* [What the task requires]
Return the lines of the listing word for word, starting at the line containing "Select each metal pole shown." and ending at the line containing "[427,291,459,330]", both ends included.

* [Source data]
####

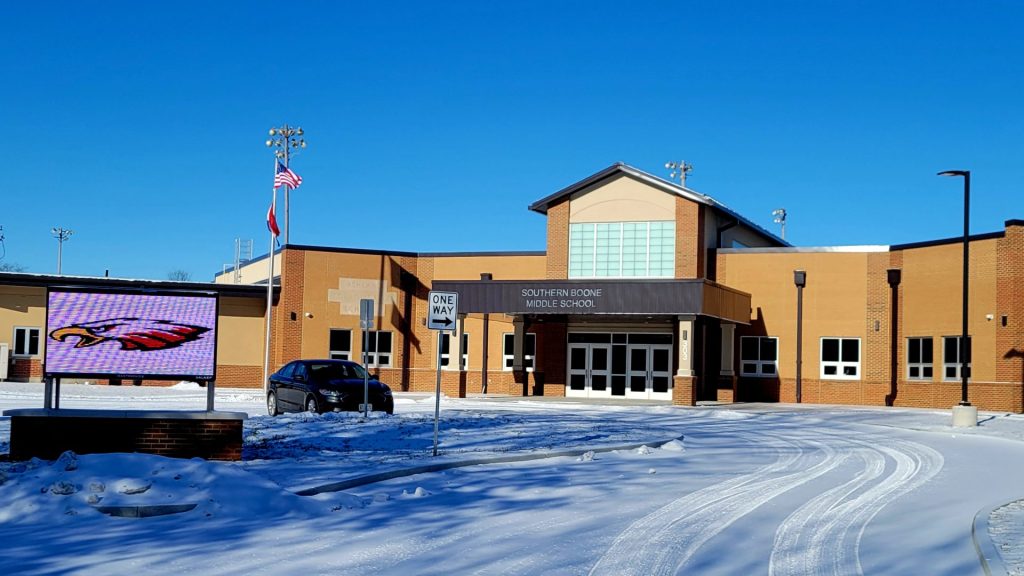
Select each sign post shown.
[359,298,374,418]
[427,290,459,456]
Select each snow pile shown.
[988,500,1024,576]
[0,452,319,524]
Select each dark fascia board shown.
[0,272,281,298]
[214,244,547,276]
[889,231,1007,251]
[529,162,792,246]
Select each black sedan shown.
[266,360,394,416]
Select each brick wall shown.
[547,200,569,280]
[994,220,1024,405]
[671,197,704,278]
[10,415,243,460]
[272,249,305,366]
[736,378,1022,412]
[672,376,697,406]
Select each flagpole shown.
[263,175,278,395]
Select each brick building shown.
[6,164,1024,412]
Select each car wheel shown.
[306,396,319,414]
[266,393,280,416]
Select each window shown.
[739,336,778,376]
[906,338,934,380]
[502,332,537,372]
[568,220,676,278]
[942,336,971,380]
[329,328,352,360]
[821,338,860,380]
[367,330,391,368]
[437,331,469,370]
[11,327,39,356]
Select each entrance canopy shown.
[433,279,751,324]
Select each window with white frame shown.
[739,336,778,376]
[502,332,537,372]
[437,332,469,370]
[821,338,860,380]
[942,336,971,380]
[329,328,352,360]
[11,326,39,356]
[906,338,935,380]
[367,330,391,368]
[568,220,676,278]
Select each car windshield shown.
[309,362,366,382]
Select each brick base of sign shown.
[4,410,246,460]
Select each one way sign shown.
[427,290,459,330]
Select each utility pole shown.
[665,160,693,188]
[266,124,306,244]
[50,227,75,276]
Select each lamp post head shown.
[793,270,807,288]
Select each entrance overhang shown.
[433,279,751,324]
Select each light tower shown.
[771,208,785,240]
[665,160,693,188]
[50,227,75,276]
[266,124,306,244]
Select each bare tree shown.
[0,262,29,272]
[167,269,191,282]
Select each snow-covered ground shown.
[0,382,1024,575]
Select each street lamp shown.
[938,170,978,425]
[793,270,807,404]
[50,227,75,276]
[266,124,306,244]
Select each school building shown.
[0,164,1024,413]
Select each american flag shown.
[266,196,281,233]
[273,162,302,190]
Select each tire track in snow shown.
[768,439,944,576]
[590,433,846,576]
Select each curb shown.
[971,499,1018,576]
[93,504,197,518]
[295,435,683,496]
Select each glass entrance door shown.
[565,344,611,398]
[626,344,672,400]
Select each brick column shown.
[547,200,569,280]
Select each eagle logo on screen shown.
[50,318,210,352]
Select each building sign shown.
[433,280,751,324]
[519,287,604,314]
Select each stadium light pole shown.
[266,124,306,245]
[938,170,971,406]
[50,227,75,276]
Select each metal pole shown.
[959,171,971,406]
[793,270,807,404]
[285,124,292,246]
[362,328,370,418]
[263,163,278,396]
[434,330,444,456]
[797,286,804,404]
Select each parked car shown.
[266,360,394,416]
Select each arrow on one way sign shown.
[427,291,459,330]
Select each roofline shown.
[528,162,792,246]
[889,231,1007,250]
[0,272,281,298]
[213,244,547,278]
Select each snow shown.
[0,382,1024,575]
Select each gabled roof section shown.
[529,162,790,246]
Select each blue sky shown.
[0,0,1024,280]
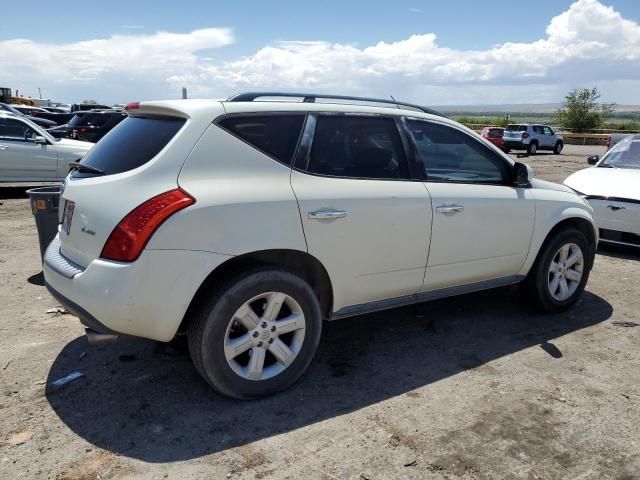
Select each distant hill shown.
[431,103,640,115]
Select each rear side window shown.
[407,120,510,184]
[307,116,411,179]
[218,115,304,165]
[73,117,185,177]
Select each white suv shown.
[44,94,598,398]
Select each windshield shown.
[20,117,55,143]
[598,135,640,168]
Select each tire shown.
[553,142,564,155]
[523,228,595,313]
[188,269,322,400]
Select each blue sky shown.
[0,0,640,104]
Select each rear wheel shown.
[189,269,322,399]
[525,229,594,312]
[553,142,564,155]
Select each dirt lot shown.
[0,146,640,480]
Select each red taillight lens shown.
[100,188,196,262]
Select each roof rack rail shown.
[227,92,444,117]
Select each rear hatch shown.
[503,125,527,142]
[59,106,198,267]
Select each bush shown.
[556,87,614,132]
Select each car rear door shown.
[407,119,535,291]
[0,117,58,181]
[291,114,431,315]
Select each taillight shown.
[100,188,196,262]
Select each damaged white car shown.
[564,135,640,247]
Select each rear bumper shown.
[43,235,235,341]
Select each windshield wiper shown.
[69,160,105,175]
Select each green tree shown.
[556,87,615,132]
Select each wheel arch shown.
[178,249,333,332]
[520,208,598,275]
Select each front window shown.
[0,118,38,142]
[598,135,640,168]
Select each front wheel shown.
[189,269,322,399]
[525,229,594,312]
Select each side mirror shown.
[513,162,533,187]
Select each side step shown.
[85,328,120,346]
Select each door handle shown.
[309,210,347,220]
[436,205,464,213]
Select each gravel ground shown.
[0,146,640,480]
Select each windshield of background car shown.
[598,135,640,168]
[73,117,185,177]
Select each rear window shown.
[69,113,127,127]
[218,115,304,165]
[73,117,185,177]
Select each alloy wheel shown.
[548,243,584,302]
[224,292,306,381]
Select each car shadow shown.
[46,287,612,462]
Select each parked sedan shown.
[0,103,57,128]
[564,135,640,247]
[0,111,93,183]
[480,127,504,149]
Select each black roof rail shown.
[227,92,444,117]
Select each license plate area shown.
[61,200,76,235]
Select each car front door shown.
[406,119,535,291]
[291,114,432,315]
[0,117,58,181]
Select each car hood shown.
[531,178,575,193]
[564,167,640,200]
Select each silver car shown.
[503,124,564,155]
[0,112,94,183]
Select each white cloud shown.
[0,0,640,104]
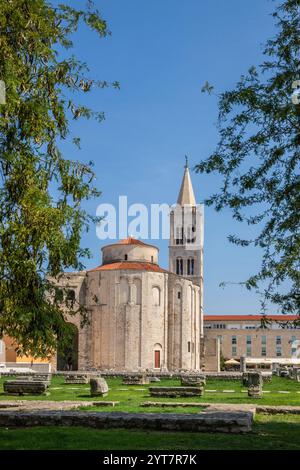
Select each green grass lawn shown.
[0,415,300,450]
[0,377,300,412]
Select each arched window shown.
[152,286,160,307]
[176,258,183,276]
[186,225,196,243]
[132,278,142,305]
[153,343,162,369]
[66,289,76,302]
[187,258,195,276]
[120,277,129,304]
[175,225,183,245]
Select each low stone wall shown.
[149,386,204,398]
[0,411,253,434]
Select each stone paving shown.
[0,410,253,434]
[0,400,119,411]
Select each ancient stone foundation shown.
[181,375,206,387]
[149,386,204,398]
[90,377,108,397]
[123,375,150,385]
[3,380,47,395]
[65,374,90,385]
[0,411,253,434]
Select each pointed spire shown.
[177,156,196,206]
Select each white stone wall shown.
[55,270,201,371]
[102,244,158,264]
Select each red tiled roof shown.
[90,261,168,273]
[116,237,147,245]
[204,315,300,321]
[101,237,158,250]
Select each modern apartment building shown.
[204,315,300,362]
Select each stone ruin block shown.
[65,374,90,385]
[181,375,206,387]
[3,380,47,395]
[90,377,108,397]
[279,366,290,377]
[247,372,263,398]
[123,374,150,385]
[149,386,204,398]
[16,374,52,387]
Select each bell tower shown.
[169,157,204,286]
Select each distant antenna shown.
[184,155,189,168]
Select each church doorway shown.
[154,351,160,369]
[57,323,78,370]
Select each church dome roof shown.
[90,261,168,273]
[102,237,159,250]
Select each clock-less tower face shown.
[169,164,203,286]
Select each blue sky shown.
[57,0,276,314]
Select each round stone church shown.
[58,165,203,372]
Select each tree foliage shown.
[196,0,300,313]
[0,0,118,356]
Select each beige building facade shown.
[54,165,203,371]
[204,315,300,363]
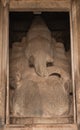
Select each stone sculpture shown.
[10,18,71,117]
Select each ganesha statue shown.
[10,17,71,117]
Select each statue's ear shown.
[1,0,9,7]
[63,81,70,93]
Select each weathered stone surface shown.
[13,67,69,117]
[10,16,71,117]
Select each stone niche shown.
[9,12,74,125]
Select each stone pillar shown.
[0,1,8,127]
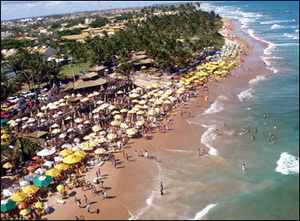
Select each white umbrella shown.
[54,156,63,162]
[43,161,54,167]
[58,134,67,139]
[3,188,14,197]
[34,168,46,175]
[36,147,56,157]
[19,180,30,186]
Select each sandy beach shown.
[39,17,265,220]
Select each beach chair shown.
[53,197,66,204]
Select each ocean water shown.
[130,1,299,220]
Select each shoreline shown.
[45,17,265,220]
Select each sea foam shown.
[275,152,299,175]
[249,75,267,85]
[203,95,228,114]
[238,87,254,102]
[201,125,218,155]
[193,203,218,220]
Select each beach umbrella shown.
[107,134,117,140]
[1,134,10,140]
[97,137,107,143]
[33,201,44,209]
[120,123,128,128]
[34,168,46,175]
[92,125,101,132]
[33,175,53,187]
[54,156,63,162]
[45,168,61,177]
[74,150,86,157]
[43,160,54,167]
[9,192,28,202]
[56,184,66,193]
[88,141,97,147]
[94,148,106,154]
[54,163,70,170]
[17,202,27,210]
[126,128,137,136]
[137,111,145,115]
[19,180,30,186]
[2,162,13,169]
[129,93,140,98]
[1,199,16,212]
[3,188,14,197]
[58,149,73,157]
[22,185,40,195]
[58,134,67,139]
[65,116,73,120]
[74,118,83,123]
[20,209,30,216]
[36,147,56,157]
[63,154,82,164]
[135,121,144,126]
[114,114,123,120]
[51,129,60,134]
[110,121,120,126]
[26,164,41,171]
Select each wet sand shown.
[41,18,266,220]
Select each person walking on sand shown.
[83,195,88,205]
[85,203,91,213]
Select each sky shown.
[1,1,195,21]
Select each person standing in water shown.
[242,163,246,171]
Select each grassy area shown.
[58,62,91,78]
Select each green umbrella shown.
[1,118,8,124]
[1,199,16,212]
[33,175,52,187]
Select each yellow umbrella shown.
[45,168,61,177]
[22,185,40,195]
[89,141,97,147]
[54,163,70,170]
[9,192,28,202]
[1,134,10,139]
[63,154,82,164]
[107,134,117,140]
[110,121,120,126]
[56,184,65,193]
[34,201,44,209]
[94,148,106,154]
[74,150,86,157]
[92,125,101,133]
[135,121,144,126]
[59,149,73,157]
[2,162,13,169]
[97,137,107,143]
[114,114,123,120]
[20,209,30,216]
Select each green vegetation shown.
[89,18,108,28]
[59,62,91,78]
[57,28,85,37]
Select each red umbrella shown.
[18,202,27,210]
[32,156,40,160]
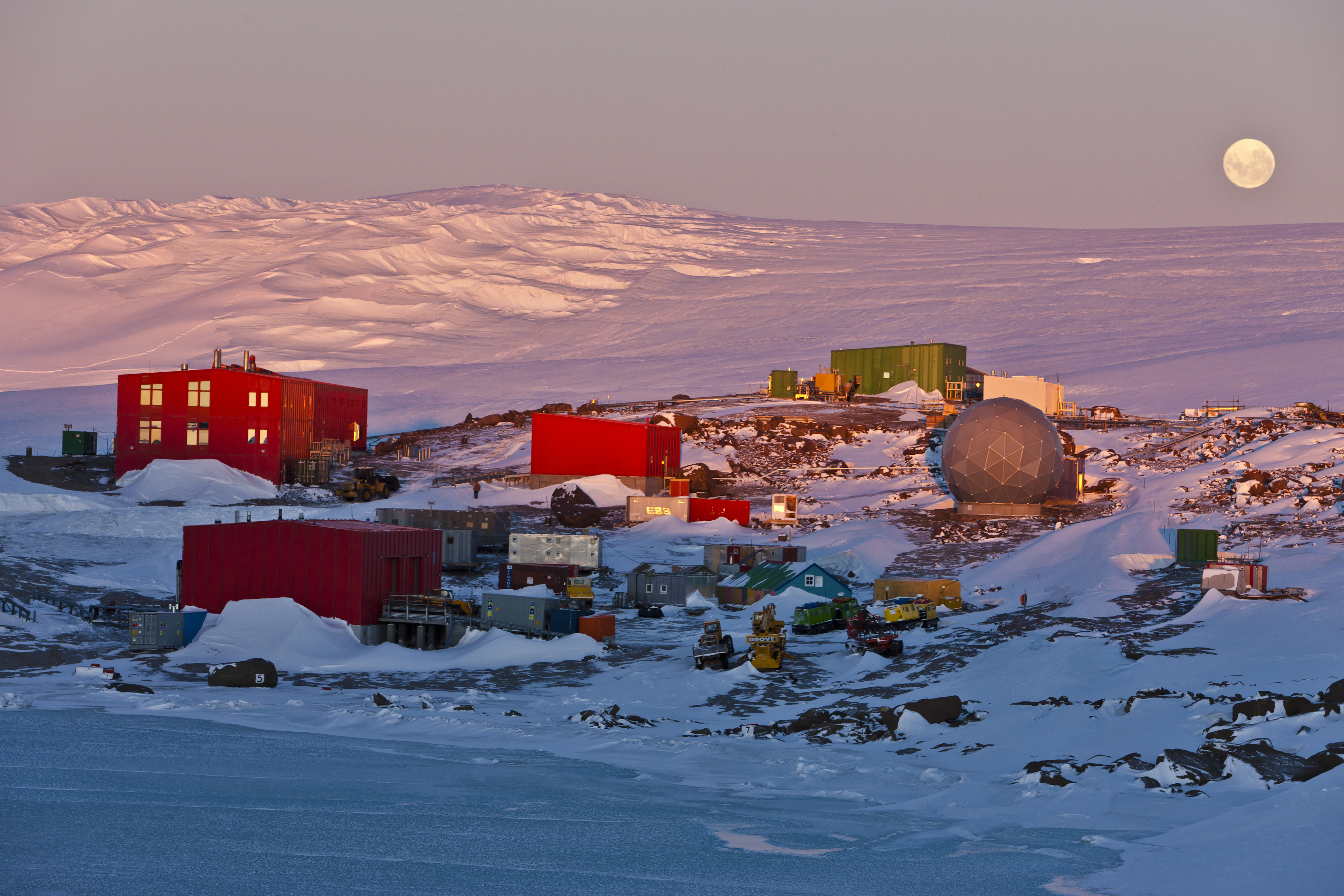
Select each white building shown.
[985,373,1064,415]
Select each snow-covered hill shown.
[0,185,1344,448]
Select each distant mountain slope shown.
[0,185,1344,416]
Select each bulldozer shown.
[747,603,793,672]
[691,619,732,669]
[336,466,402,502]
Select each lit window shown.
[187,380,210,407]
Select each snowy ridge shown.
[0,185,1344,431]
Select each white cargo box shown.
[1199,568,1246,594]
[508,533,602,570]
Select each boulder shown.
[677,463,714,495]
[205,657,280,688]
[1165,743,1224,786]
[649,411,700,433]
[551,482,602,529]
[551,482,597,516]
[1227,741,1338,785]
[1233,697,1274,721]
[108,681,153,693]
[906,697,961,724]
[1283,696,1321,716]
[789,709,831,733]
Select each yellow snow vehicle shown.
[747,603,792,670]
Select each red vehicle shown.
[844,607,906,657]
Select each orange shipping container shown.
[579,615,615,641]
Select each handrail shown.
[32,594,165,625]
[0,595,38,622]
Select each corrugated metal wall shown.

####

* [Task solution]
Select each metal pole shown.
[959,171,971,406]
[793,270,807,404]
[285,124,292,246]
[362,328,370,418]
[263,163,278,396]
[434,330,444,456]
[797,286,804,404]
Select each parked car shown.
[266,360,394,416]
Select each arrow on one way sign shown.
[427,291,459,330]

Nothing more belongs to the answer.